# GOAL
Return every item below verbatim, in the same order and with the same line breaks.

====

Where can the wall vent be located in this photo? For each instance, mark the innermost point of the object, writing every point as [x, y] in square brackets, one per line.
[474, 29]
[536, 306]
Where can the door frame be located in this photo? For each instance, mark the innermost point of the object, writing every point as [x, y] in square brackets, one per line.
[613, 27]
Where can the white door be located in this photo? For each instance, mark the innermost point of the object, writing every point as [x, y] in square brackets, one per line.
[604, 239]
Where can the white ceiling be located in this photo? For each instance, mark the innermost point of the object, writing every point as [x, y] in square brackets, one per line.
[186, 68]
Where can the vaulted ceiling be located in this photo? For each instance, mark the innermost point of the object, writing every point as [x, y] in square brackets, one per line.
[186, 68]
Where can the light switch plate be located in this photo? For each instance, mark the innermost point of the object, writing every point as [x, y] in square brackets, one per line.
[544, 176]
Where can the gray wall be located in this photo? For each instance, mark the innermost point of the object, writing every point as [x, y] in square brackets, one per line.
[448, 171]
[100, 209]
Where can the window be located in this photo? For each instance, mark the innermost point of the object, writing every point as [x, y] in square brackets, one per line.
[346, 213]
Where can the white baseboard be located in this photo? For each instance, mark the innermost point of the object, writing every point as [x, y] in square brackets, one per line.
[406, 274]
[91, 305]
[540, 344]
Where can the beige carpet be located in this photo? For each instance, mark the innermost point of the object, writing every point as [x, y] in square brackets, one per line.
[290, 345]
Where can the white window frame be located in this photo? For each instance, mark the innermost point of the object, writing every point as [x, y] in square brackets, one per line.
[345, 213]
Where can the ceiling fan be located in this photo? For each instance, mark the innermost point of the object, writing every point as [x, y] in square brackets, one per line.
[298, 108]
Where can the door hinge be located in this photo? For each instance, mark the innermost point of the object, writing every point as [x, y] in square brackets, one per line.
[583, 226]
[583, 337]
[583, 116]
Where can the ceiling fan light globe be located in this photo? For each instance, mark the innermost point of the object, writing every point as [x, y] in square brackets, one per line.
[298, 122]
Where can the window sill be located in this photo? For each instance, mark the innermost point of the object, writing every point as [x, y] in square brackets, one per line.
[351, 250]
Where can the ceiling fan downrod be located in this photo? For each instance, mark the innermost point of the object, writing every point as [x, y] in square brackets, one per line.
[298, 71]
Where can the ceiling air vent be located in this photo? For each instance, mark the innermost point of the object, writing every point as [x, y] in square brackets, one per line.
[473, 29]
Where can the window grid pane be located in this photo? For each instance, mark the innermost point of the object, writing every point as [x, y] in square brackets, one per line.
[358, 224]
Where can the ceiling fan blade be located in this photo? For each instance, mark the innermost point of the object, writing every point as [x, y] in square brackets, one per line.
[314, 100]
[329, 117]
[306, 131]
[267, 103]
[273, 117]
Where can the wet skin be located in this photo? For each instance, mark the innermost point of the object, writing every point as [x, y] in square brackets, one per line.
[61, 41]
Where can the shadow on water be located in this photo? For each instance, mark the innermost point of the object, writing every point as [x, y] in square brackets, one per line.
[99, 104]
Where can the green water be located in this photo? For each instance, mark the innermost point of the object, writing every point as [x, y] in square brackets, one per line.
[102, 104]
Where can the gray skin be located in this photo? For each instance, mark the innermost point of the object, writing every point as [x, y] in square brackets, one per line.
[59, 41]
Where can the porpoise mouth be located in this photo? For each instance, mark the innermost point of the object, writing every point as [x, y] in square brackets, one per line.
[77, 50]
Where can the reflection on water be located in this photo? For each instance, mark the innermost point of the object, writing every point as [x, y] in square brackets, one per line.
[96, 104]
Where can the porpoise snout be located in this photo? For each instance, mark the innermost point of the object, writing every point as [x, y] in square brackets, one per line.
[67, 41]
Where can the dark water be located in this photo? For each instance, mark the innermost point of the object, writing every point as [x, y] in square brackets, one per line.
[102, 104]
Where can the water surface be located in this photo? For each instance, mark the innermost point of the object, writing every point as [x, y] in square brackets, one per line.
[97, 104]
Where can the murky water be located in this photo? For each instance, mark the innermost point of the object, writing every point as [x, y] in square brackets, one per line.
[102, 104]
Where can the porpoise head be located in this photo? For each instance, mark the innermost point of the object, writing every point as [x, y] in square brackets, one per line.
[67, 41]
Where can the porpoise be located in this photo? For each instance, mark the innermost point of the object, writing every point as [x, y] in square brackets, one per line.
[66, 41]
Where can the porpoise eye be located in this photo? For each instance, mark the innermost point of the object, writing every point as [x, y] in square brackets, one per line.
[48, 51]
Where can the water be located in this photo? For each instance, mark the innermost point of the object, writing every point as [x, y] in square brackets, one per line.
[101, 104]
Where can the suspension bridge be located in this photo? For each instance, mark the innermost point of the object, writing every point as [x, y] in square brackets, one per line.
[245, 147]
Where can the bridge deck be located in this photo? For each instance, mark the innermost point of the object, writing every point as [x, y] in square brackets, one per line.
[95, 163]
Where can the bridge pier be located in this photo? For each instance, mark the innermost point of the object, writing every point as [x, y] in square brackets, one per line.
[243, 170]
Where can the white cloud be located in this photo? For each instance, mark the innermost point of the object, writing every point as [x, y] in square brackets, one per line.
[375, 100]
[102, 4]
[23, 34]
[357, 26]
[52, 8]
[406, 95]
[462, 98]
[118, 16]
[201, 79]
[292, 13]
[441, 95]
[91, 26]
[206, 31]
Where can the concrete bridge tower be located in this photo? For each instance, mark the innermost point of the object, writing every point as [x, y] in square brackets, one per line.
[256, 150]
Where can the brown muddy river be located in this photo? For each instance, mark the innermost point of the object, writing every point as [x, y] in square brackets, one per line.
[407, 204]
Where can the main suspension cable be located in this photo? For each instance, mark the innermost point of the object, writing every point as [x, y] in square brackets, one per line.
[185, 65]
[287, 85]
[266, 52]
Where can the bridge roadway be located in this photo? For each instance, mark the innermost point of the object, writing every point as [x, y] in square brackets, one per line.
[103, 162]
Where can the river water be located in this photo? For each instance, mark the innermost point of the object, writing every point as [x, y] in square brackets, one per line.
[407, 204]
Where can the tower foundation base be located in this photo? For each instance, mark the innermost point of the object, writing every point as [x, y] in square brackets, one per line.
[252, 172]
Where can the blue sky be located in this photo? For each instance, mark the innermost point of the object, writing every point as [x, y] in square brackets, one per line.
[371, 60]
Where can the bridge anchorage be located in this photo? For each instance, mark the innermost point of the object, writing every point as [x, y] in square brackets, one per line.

====

# REPLY TO THE TASK
Where can the wall vent be located in this photo? For each instance, mark the innermost point of the object, writing every point as [x, y] in square brackets, one per line.
[474, 29]
[536, 306]
Where can the door frame be located in this photo? For each instance, mark the innermost point of the object, writing every point as [x, y] in square brackets, one per line.
[613, 27]
Where can the white door be located in this photo? For each instance, mark the innermost point of the object, writing every point as [x, y] in square brackets, one per line.
[604, 239]
Where can the white ceiling be located in this photo? For each instance, mark the innermost point of the object, writing every point as [x, y] in square brackets, one per line.
[186, 68]
Where can the vaulted ceiling be located in this photo? For each instance, mark the innermost point of the object, writing every point as [x, y] in square brackets, one per line.
[186, 68]
Where can the light switch plate be located in this photo? For each instance, mark the innermost point of the object, writing every point as [x, y] in square brackets, one per line.
[544, 176]
Where can the gray wall be located in this photo? For each instance, mark the innermost point of the object, writing every point as [x, y] in square brackets, one per line.
[448, 171]
[100, 209]
Where can the window be located in this photo? For each instance, mark the innermost point of the object, writing every point as [x, y] in square brackets, one per line.
[346, 213]
Where can the white baseboard be located in this photo? For each instance, mark the innermost point of the object, writing every point as [x, y] in square brackets, one per line.
[406, 274]
[91, 305]
[540, 344]
Where can the beige carpet be located in this photo? For each instance, mark the innermost point of the object, writing every point as [x, y] in square brackets, one per line.
[290, 345]
Where can the white window frame be located in this photo? For each instance, mark the innermost point of the object, writing every point as [x, y] in square brackets, one per line.
[345, 213]
Where can the ceiling fan be located in this photo? For each instance, mark the innermost point of the object, writing every point as [x, y] in square brackets, one per line.
[298, 108]
Where can the door hinge be located in this photo? For each instance, mark the innermost point of the object, writing every point as [x, y] in square brackets, one per line.
[583, 226]
[583, 337]
[583, 116]
Where can the ceiling fan light globe be located in this photo? For each instance, mark the innermost point of the object, writing every point as [x, y] in square brackets, one per line.
[298, 122]
Where can the window sill be located in this photo? For each instance, mark the innermost point of the object, writing every point as [x, y] in square brackets, one per line.
[351, 250]
Where can the ceiling fan downrod be located in this photo? For each instance, mark the innermost point of the object, writing every point as [x, y] in square brackets, one per line.
[298, 71]
Where can the ceiling air vent be located in this photo? For each instance, mark the innermost point of the object, writing every point as [x, y] in square brackets, one per line.
[473, 29]
Where can the window grid pane be located in this photo? For each instance, mark the innermost point of the object, writing every point as [x, y] in square brackets, one per line.
[358, 224]
Where can the ceiling fan blade be located in this photo? For each instance, mark the innermost point of the object, writing every point as [x, y] in square brackets, one per line.
[314, 100]
[329, 117]
[306, 131]
[267, 103]
[273, 117]
Where can the wet skin be located in this photo? For each instance, mark the innermost point of the object, writing every point as [x, y] in square brackets, one per line.
[61, 41]
Where can the shadow on water be located in this photo? For each instance, mark the innermost point of the object, writing every point as [x, y] in square brackets, one per line.
[99, 104]
Where can the green water be located in this photo? For each instance, mark the innermost point of the object, writing every point as [x, y] in square brackets, one per line.
[102, 104]
Where can the gray skin be located in this photo? For each instance, mark the innermost point of the object, writing every point as [x, y] in square brackets, one per line.
[59, 41]
Where can the porpoise mouth be located in this photo? For each instance, mark the innermost point of the object, writing every point as [x, y] in square brackets, one per line.
[77, 50]
Where can the reflection on water be located in this photo? For each instance, mark the innermost point of the object, writing every point as [x, y] in square brackets, one per line.
[96, 104]
Where can the porpoise snout be located in this photo? For each instance, mark the innermost point of the object, writing every point as [x, y] in square brackets, one per line.
[67, 41]
Where can the dark water be located in this photo? For each instance, mark the innermost point of the object, writing every point as [x, y] in square brackets, one per line.
[102, 104]
Where can the water surface be located in this photo? For each instance, mark the innermost point of the object, writing every point as [x, y] in square brackets, one per line.
[97, 104]
Where can the murky water be located in this photo? For each instance, mark the innermost point of the object, writing every point as [x, y] in square brackets, one per line.
[102, 104]
Where can the porpoise head be located in this photo? For each instance, mark the innermost point of the object, writing every point as [x, y] in square brackets, one per line.
[67, 41]
Where can the porpoise be located in this photo? For each instance, mark the innermost point of the object, writing every point as [x, y] in square brackets, one per line.
[66, 41]
Where can the porpoise eye be located in this photo? For each instance, mark the innermost point of the object, writing every point as [x, y] in square brackets, one per line.
[48, 51]
Where can the water be located in this photo? For each instance, mark the innermost point of the object, writing every point as [x, y] in square brackets, one per line.
[101, 104]
Where can the suspension bridge be located in this photo? For each instance, mark the innermost point of the object, writing every point as [x, y] in square brackets, one per line.
[245, 147]
Where can the bridge deck be located in this photo? For each instance, mark the innermost point of the object, writing every point as [x, y] in square brackets, one per line.
[95, 163]
Where can the bridge pier be located in this photo? For each instance, mark the innermost point of the object, writing every point as [x, y] in square brackets, one per line.
[243, 170]
Where can the white cloud be located in this photo? For each instance, mark the innermost point of the object, writing every point as [x, y] in square brackets, one per line.
[375, 100]
[102, 4]
[23, 34]
[357, 26]
[52, 8]
[406, 95]
[462, 98]
[118, 16]
[201, 79]
[292, 13]
[441, 95]
[91, 26]
[206, 31]
Where can the concrete bridge tower be located in this photo? For each instance, mark the innermost point of the object, writing every point as [x, y] in square brackets, one per line.
[256, 150]
Where can the brown muddy river be located in this photo? For each instance, mark the innermost point of the object, writing every point as [x, y] in square brackets, one per line.
[407, 204]
Where can the main suspension cable be located in this photo? For each instance, mark the innermost point of the object, writing every point as [x, y] in square brackets, one per line.
[185, 65]
[287, 85]
[266, 52]
Where can the bridge roadway be located in this photo? For each instance, mark the innermost point of the object, writing every point as [x, y] in square brackets, one per line.
[103, 162]
Where can the river water be located in this photo? For each instance, mark the innermost point of the object, writing every point as [x, y] in square brackets, one per line.
[407, 204]
Where can the tower foundation base be located in this photo? For each instance, mark the innermost point of the object, writing every point as [x, y] in square brackets, one per line.
[252, 172]
Where can the blue sky be located in this photo? For each instance, mark the innermost point of the object, writing every point as [x, y] in square brackets, one per line.
[371, 60]
Where can the bridge anchorage be located in this photo? For each instance, mark the innermost point of the object, writing every point as [x, y] in square brackets, one per line.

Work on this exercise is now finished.